◆ **ASSIGNMENT**:
Nothing should be left out: output all of the entries exactly.
(INPUT Opens)
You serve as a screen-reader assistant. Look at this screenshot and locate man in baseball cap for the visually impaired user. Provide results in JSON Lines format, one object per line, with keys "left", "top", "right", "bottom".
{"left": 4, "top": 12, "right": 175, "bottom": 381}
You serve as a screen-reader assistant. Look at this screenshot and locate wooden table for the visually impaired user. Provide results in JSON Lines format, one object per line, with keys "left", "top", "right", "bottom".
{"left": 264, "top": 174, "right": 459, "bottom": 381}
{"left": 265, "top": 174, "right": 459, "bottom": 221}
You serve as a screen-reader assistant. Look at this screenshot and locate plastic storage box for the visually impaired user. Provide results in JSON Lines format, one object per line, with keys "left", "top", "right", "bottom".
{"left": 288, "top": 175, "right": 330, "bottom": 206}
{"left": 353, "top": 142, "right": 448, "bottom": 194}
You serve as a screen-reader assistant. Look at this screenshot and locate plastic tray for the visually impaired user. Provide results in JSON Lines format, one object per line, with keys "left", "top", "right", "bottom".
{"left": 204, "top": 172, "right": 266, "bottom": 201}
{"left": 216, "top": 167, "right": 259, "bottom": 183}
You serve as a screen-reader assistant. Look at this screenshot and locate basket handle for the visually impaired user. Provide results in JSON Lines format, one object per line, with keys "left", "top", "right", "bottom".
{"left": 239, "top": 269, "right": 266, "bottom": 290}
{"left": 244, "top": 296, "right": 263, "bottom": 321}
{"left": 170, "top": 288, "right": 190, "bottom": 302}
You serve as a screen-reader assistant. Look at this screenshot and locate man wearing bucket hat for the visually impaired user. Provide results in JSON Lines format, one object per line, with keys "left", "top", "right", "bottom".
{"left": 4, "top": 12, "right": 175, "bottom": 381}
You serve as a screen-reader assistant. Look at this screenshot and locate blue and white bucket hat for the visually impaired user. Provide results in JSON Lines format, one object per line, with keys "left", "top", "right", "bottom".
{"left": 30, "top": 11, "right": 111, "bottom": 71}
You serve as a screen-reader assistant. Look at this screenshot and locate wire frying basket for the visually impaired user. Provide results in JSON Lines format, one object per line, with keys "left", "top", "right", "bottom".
(INPUT Closes)
◆ **RESPONSE AREA**:
You serve as a screen-reader assistant. Look at this screenshot and locate man in baseball cap for the visually impaired user. Provide results in JSON Lines format, one object per line, with keys "left", "top", "right", "bottom".
{"left": 4, "top": 12, "right": 175, "bottom": 381}
You serve as a screen-reader assistant. Look at this screenshot and locate wooden table for the visually impaired user. Provide results in JSON Lines format, one object per line, with keys "left", "top", "right", "bottom".
{"left": 264, "top": 174, "right": 459, "bottom": 381}
{"left": 265, "top": 174, "right": 459, "bottom": 221}
You serve as a screen-reader assistant. Look at this screenshot and locate plastic storage box for the visually impaired user. Provide results in JSON Lines format, one object per line, with keys "left", "top", "right", "bottom".
{"left": 288, "top": 175, "right": 330, "bottom": 206}
{"left": 353, "top": 142, "right": 448, "bottom": 194}
You serve as a screen-reader assistant. Look at this screenshot and locate plastic tray for the visually impaired user. Provide results in JSON Lines format, one object per line, with keys "left", "top", "right", "bottom".
{"left": 204, "top": 172, "right": 266, "bottom": 201}
{"left": 216, "top": 167, "right": 259, "bottom": 183}
You serve as a screen-reader assistant. Look at this screenshot and locate basket handle for the visually impaired user. Provide results in JSON Lines format, one object per line, with keys "left", "top", "right", "bottom".
{"left": 239, "top": 269, "right": 266, "bottom": 290}
{"left": 244, "top": 296, "right": 263, "bottom": 321}
{"left": 170, "top": 288, "right": 190, "bottom": 302}
You serve as a screen-reader assistant. Look at this screenshot and locate man wearing bucket hat for the visually impaired user. Provide results in JSON Lines format, one object per line, with keys "left", "top", "right", "bottom".
{"left": 4, "top": 12, "right": 175, "bottom": 381}
You serve as a screen-reader assistant. Look at this screenshot and locate blue and white bucket hat for the visually impaired user. Provide results in JSON Lines format, one object per line, with keys "left", "top", "right", "bottom".
{"left": 30, "top": 11, "right": 111, "bottom": 71}
You serve as a screen-reader assistant. Look at this screenshot and locate wire frying basket for the visually impaired user. Provide results in JSON Lines format, one object per line, with keys "left", "top", "right", "bottom".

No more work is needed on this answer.